- PROBLEM
Can you recast the listing below as a numbered list, with any blank lines left out?

- Dataset items
## Start

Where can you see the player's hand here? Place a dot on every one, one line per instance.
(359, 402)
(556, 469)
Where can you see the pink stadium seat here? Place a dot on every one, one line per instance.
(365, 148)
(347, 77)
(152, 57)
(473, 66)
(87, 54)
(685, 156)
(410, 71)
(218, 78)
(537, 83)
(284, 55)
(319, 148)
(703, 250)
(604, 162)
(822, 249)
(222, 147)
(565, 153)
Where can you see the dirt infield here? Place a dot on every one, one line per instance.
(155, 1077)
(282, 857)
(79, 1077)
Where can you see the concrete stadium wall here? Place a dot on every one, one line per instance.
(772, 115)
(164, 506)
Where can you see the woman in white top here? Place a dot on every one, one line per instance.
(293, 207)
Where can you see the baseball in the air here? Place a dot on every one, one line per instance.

## End

- RESPONSE TO THIS EXERCISE
1. Where can you see the player's hand here? Place a dot on every one, one line per instance.
2. (359, 402)
3. (556, 469)
4. Where can you see the pink stadium seat here? Place a dot on every one, one line per instance.
5. (365, 148)
6. (347, 77)
7. (152, 57)
8. (473, 66)
9. (87, 54)
10. (685, 156)
11. (410, 71)
12. (218, 78)
13. (537, 83)
14. (284, 55)
15. (319, 148)
16. (703, 250)
17. (604, 162)
18. (822, 249)
19. (222, 147)
20. (565, 153)
21. Where can you see the dirt infield here? Place a dot on every one, one line per instance.
22. (155, 1077)
23. (282, 857)
24. (79, 1077)
25. Where can you see the concrete stadium wall here? Place a dot on every one, one line per instance.
26. (772, 115)
27. (164, 506)
28. Where can you see the woman in white top here? Place a dot on every one, one line per instance.
29. (293, 207)
30. Where can you see the baseball in the air here? Place a dot on every one, one line per instance.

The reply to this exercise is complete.